Records from a point labeling set:
>> START
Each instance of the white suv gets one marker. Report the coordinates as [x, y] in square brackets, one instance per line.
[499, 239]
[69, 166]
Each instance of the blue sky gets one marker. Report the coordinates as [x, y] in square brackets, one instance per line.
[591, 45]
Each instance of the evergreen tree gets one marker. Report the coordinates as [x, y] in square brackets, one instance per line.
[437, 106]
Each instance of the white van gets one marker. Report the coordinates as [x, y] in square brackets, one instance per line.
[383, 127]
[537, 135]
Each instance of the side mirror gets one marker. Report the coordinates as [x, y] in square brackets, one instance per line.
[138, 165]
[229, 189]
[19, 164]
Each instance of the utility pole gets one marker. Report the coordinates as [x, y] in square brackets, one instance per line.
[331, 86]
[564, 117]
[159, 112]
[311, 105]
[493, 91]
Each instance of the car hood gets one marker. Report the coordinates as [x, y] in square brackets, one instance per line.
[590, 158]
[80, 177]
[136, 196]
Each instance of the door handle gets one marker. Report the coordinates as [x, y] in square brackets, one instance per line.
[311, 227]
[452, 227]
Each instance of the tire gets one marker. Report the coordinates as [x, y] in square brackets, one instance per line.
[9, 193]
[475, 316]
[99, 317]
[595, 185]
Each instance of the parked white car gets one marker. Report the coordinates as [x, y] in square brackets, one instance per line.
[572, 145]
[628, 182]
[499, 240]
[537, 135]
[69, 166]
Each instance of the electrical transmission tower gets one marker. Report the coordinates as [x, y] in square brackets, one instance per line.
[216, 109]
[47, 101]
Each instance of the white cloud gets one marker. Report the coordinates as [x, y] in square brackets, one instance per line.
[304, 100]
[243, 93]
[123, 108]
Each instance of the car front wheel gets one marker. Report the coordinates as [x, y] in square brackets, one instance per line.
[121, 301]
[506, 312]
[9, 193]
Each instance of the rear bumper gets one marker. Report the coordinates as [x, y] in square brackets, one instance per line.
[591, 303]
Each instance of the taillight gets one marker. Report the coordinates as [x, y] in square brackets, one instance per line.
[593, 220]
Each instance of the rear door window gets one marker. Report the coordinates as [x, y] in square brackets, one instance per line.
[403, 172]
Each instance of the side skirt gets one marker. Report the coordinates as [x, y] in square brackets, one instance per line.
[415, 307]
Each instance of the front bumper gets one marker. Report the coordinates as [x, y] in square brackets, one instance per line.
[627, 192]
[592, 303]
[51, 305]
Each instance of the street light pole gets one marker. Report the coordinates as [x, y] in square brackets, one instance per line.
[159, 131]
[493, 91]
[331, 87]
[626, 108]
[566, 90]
>> END
§ Exercise description:
Recast every line of the listing above as a numbered list, leaving out any blank lines.

§ Exercise answer:
1. Each instance of the white suv gets one marker. Report the coordinates as [x, y] in square brackets, one instance per line.
2. [499, 239]
3. [69, 166]
4. Each instance of the blue sky gets one marker. Report the coordinates as [x, y] in square brackets, one instance per line.
5. [591, 45]
6. Each instance of the evergreen tree gets one marker. Report the coordinates as [x, y] in square brackets, one instance per line.
7. [437, 106]
8. Each instance of the white van gets one marker. Report the coordinates as [x, y] in square brackets, one instance per line.
9. [383, 127]
10. [537, 135]
11. Each instance of the side mirror gets one marker. Report the coordinates as [x, y] in square brackets, one instance per line.
12. [138, 165]
13. [229, 189]
14. [19, 164]
15. Each instance of the utility pole gets one marker. Report the coordinates as [x, y] in square brackets, one instance per line.
16. [331, 86]
17. [564, 117]
18. [159, 112]
19. [311, 105]
20. [493, 91]
21. Each instance of the car hood gets one marker. Report the coordinates as [x, y] in square brackets, one instance per line.
22. [590, 158]
23. [80, 177]
24. [136, 196]
25. Each instance of the door handle gets one marker. Report the coordinates as [x, y] in square brackets, one instance per line.
26. [311, 227]
27. [452, 227]
28. Each instance of the tire gets one marker. Report the coordinates as [x, y] in square brackets, one instance per line.
29. [9, 193]
30. [475, 316]
31. [99, 317]
32. [595, 185]
33. Each instance of the parked white car gets one marker. Report the coordinates as [x, y] in square brackets, one instance per line.
34. [572, 145]
35. [628, 182]
36. [499, 240]
37. [537, 135]
38. [69, 166]
39. Each instance of the electrical transmission tower gets one marker. Report the coordinates as [x, y] in square brackets, one instance per line.
40. [216, 109]
41. [47, 101]
42. Each instance of the white cloud gets one marker. Report the coordinates as [x, y] in square brackets, one instance per line.
43. [304, 100]
44. [243, 93]
45. [123, 108]
46. Each instance of the car front wheel gets one marker. Report the coordinates as [x, y] in square brackets, one instance per line.
47. [121, 301]
48. [506, 312]
49. [9, 193]
50. Each instance of the rear bumper gets one marker. Report the coordinates as [x, y] in square brackets, one instance per line.
51. [591, 303]
52. Each instance of the taillight gets one marker. Report the coordinates as [x, y] in square brackets, one instance per line.
53. [593, 220]
54. Each instance of the rear door window gets one marker. Report the coordinates as [x, y] in square brackets, one instance per line.
55. [403, 172]
56. Each instance of the side skirt gets one marker. Report the coordinates as [x, y] in square brackets, one instance per line.
57. [415, 307]
58. Each instance of the front bumper gets one marker. Report the coordinates as [x, y] in square brackets, one instance per line.
59. [627, 192]
60. [592, 303]
61. [51, 305]
62. Each instance of the street light pole gets one marker. Report the coordinates as [x, y] in square brackets, one instance per line.
63. [159, 131]
64. [493, 91]
65. [331, 87]
66. [626, 108]
67. [566, 90]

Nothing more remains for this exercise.